Requirement —
Could you quote, exactly as they stand, the lines running from the one with "of the stainless" to the final line of the material?
☆ ☆ ☆ ☆ ☆ ☆ ☆
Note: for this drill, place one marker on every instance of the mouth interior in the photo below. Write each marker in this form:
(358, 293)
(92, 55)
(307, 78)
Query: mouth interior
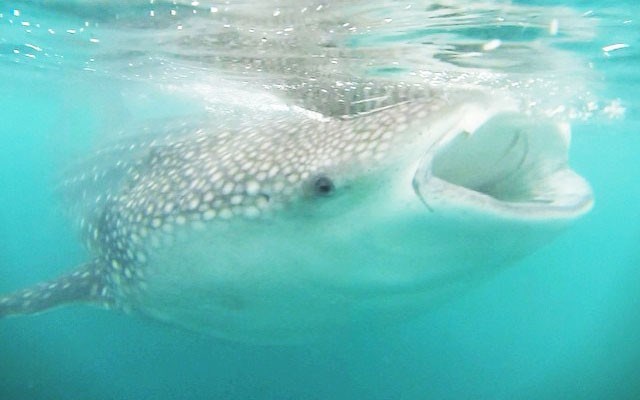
(509, 160)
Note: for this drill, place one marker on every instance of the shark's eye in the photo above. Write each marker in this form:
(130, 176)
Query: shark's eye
(322, 186)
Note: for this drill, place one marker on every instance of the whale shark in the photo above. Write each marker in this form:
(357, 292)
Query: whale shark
(293, 225)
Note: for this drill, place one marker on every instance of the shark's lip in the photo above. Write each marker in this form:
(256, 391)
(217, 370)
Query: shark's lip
(503, 164)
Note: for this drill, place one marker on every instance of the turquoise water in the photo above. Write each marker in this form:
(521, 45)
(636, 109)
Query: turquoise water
(562, 323)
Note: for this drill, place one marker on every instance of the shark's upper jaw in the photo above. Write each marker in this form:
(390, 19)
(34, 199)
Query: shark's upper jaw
(507, 165)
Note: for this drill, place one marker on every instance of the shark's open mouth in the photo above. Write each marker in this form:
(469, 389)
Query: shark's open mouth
(510, 165)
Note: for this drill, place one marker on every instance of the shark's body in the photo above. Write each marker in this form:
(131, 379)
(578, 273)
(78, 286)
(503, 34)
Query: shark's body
(291, 226)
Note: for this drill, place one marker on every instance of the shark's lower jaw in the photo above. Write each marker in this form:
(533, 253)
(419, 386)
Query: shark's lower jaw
(511, 166)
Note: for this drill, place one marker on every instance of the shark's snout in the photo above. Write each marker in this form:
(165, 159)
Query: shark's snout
(511, 166)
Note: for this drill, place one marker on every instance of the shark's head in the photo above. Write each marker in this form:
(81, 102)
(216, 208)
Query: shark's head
(287, 227)
(281, 228)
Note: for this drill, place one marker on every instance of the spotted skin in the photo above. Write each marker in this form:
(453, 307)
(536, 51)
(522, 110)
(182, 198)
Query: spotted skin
(289, 225)
(190, 179)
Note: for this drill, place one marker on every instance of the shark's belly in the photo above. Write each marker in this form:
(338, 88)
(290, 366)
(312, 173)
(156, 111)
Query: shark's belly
(278, 284)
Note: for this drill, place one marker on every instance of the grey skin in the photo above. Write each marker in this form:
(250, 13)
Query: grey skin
(290, 226)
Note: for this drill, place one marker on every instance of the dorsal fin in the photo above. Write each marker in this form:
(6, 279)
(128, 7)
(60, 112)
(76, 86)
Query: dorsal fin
(85, 284)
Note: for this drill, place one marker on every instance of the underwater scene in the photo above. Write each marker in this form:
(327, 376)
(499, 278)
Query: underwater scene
(303, 199)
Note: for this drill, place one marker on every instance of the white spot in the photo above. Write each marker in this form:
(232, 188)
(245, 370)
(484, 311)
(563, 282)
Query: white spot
(194, 203)
(553, 27)
(613, 47)
(227, 189)
(226, 213)
(492, 45)
(141, 257)
(251, 212)
(209, 215)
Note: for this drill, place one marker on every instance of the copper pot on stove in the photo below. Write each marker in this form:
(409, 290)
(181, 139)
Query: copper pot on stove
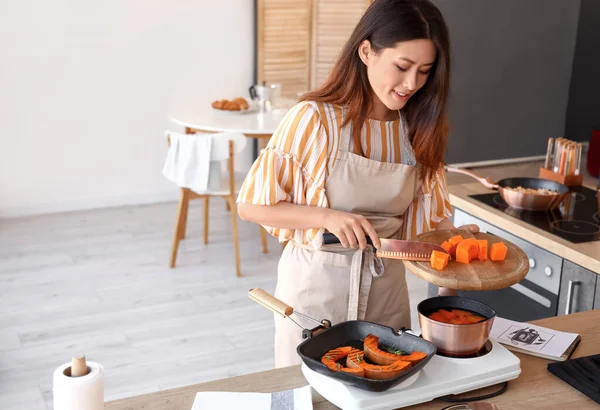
(451, 339)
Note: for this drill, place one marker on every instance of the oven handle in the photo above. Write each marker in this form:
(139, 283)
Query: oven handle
(572, 284)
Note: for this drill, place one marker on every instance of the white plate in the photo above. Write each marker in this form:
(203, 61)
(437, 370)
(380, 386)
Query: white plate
(252, 108)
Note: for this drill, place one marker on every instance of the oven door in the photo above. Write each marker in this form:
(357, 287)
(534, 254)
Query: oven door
(522, 302)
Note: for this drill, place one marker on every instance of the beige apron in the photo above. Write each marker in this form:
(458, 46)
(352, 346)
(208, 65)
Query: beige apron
(347, 284)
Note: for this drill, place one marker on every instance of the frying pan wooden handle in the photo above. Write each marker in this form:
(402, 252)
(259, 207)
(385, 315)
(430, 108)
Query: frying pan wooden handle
(270, 302)
(487, 182)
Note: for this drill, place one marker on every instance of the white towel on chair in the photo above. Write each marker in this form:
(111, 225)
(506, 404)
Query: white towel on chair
(188, 160)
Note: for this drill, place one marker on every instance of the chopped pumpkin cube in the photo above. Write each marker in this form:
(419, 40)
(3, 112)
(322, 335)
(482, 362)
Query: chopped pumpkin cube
(455, 240)
(439, 260)
(446, 245)
(498, 251)
(483, 245)
(465, 250)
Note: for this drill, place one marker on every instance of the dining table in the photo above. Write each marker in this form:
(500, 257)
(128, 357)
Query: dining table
(198, 117)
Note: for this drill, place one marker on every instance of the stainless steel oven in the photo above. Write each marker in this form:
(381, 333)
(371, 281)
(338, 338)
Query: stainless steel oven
(536, 296)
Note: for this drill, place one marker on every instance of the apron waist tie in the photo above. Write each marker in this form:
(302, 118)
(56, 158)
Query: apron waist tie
(360, 285)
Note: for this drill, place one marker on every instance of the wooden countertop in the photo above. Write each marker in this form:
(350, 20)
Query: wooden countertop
(536, 388)
(583, 254)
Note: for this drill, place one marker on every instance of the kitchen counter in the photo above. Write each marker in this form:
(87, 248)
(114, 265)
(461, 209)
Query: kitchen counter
(586, 254)
(536, 388)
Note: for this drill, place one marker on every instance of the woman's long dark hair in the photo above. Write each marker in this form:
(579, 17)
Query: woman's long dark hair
(384, 24)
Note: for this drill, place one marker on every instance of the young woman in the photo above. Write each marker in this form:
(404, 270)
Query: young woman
(361, 156)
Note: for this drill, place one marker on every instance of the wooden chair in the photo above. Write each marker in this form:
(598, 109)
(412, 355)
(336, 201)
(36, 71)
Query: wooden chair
(224, 146)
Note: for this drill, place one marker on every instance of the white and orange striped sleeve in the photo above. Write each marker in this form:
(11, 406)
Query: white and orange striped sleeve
(430, 207)
(291, 168)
☆ ☆ ☆ ☆ ☆ ☆ ☆
Answer —
Note: for this drill, place one marker on every instance of the stainless steel oven in the photo above. Write each marker in this form:
(381, 333)
(371, 281)
(338, 338)
Query: stainless steel oven
(536, 296)
Note: for this drill, place one marker on every instance of the apron waist tie in the photo above. Write each marker in this form:
(302, 118)
(56, 158)
Query: apron waist tie
(360, 285)
Note: for this drill, place one marker on every instance of the wooden countertop in the photo above. Write each marker in this form:
(350, 20)
Query: wooden countertop
(536, 388)
(583, 254)
Note: for this drill, place one marker on every instance of the kitchen counter in the photo above. Write each marker in this form:
(87, 248)
(114, 265)
(461, 209)
Query: kitchen counter
(586, 254)
(536, 388)
Note: for this drill, place one marker on every instance of the woman's long dark hair in the photo above. Write each marker in this form:
(579, 17)
Query: woman's long dark hair
(384, 24)
Note: for this drill, place one marker on every instance of the young woman in the photo above. Write each marker in this form:
(404, 270)
Query: young woman
(361, 156)
Note: for this drill, place one marker on every instance of the wooden chair in the photo above. Write each marker in this form:
(598, 109)
(412, 355)
(336, 201)
(36, 71)
Query: wooden chair
(224, 146)
Note: for this drill, place one marker on every instance of the white and orange striped sleeve in the photo above. Write each marker in this form:
(11, 406)
Query: white and orange striped sleeve
(430, 207)
(291, 168)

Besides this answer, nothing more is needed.